DIRECTIONS → Your answer should consist only of the lines from the line containing "Locate every instance of the light" through the last line below, each repeated exactly.

Stored dataset items:
__________

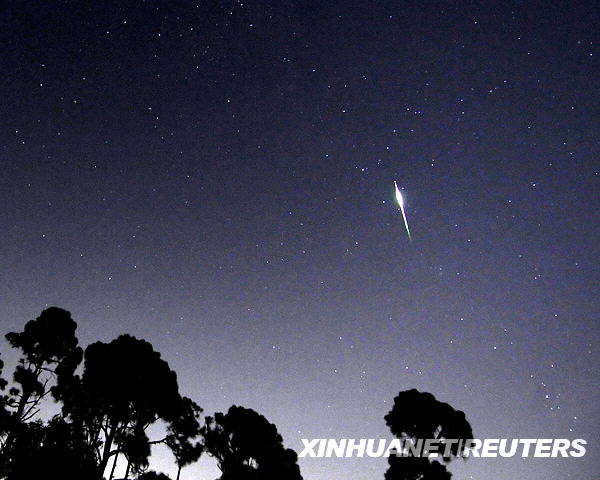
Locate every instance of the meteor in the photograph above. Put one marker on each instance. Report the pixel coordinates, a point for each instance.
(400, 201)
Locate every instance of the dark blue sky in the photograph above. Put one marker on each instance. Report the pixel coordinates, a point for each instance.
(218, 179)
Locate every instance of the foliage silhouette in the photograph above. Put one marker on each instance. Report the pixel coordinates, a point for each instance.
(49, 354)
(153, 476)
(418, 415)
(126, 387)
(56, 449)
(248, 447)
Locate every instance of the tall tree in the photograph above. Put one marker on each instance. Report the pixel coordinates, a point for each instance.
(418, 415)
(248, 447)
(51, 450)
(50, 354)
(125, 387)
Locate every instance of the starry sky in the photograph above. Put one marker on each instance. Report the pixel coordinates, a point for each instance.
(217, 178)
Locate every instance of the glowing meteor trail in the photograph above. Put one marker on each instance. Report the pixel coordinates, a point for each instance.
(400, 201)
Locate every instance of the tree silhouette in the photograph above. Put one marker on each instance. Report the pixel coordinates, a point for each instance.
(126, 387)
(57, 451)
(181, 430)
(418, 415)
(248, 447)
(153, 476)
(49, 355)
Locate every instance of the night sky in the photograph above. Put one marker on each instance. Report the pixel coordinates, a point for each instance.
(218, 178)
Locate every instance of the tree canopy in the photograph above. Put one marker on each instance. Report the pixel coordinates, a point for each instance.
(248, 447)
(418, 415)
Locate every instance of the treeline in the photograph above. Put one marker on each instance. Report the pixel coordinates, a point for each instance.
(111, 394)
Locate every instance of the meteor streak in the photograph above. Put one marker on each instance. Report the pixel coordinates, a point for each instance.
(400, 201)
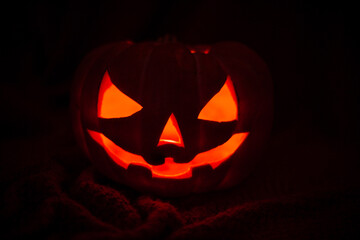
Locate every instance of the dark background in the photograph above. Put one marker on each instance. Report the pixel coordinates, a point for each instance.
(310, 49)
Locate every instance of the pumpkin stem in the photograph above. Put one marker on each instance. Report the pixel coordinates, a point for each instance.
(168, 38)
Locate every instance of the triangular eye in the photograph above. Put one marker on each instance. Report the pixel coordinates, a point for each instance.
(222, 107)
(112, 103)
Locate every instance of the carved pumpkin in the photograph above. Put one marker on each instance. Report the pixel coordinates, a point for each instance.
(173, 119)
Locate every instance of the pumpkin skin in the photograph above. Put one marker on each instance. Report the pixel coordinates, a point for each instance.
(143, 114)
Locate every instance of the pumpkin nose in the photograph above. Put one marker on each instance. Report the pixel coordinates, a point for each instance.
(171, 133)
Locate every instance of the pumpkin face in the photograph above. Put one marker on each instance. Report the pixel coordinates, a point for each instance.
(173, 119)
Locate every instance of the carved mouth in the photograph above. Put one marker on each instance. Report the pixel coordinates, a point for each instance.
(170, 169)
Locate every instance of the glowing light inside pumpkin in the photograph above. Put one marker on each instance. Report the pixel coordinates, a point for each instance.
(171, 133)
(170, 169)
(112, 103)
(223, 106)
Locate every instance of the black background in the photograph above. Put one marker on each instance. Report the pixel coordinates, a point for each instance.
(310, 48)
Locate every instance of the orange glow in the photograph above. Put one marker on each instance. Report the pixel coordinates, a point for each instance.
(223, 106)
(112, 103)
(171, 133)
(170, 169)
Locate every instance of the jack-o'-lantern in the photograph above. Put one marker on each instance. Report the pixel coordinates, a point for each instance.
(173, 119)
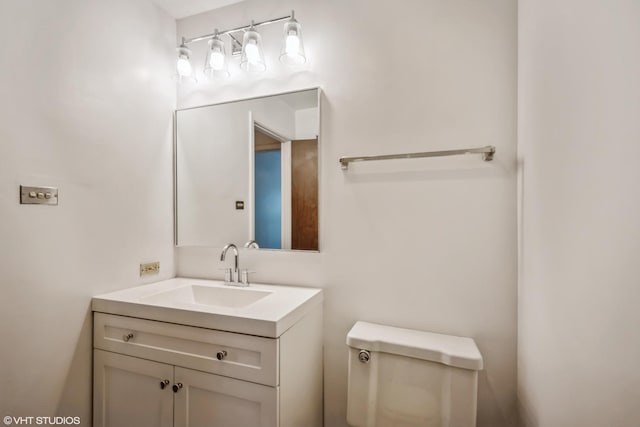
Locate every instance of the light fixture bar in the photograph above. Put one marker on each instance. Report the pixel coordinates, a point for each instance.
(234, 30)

__________

ANSWER →
Locate every instance of the light fixture bar in the photograph above. Put one marker on each instance. Report the pixel coordinates, a point for each instance.
(234, 30)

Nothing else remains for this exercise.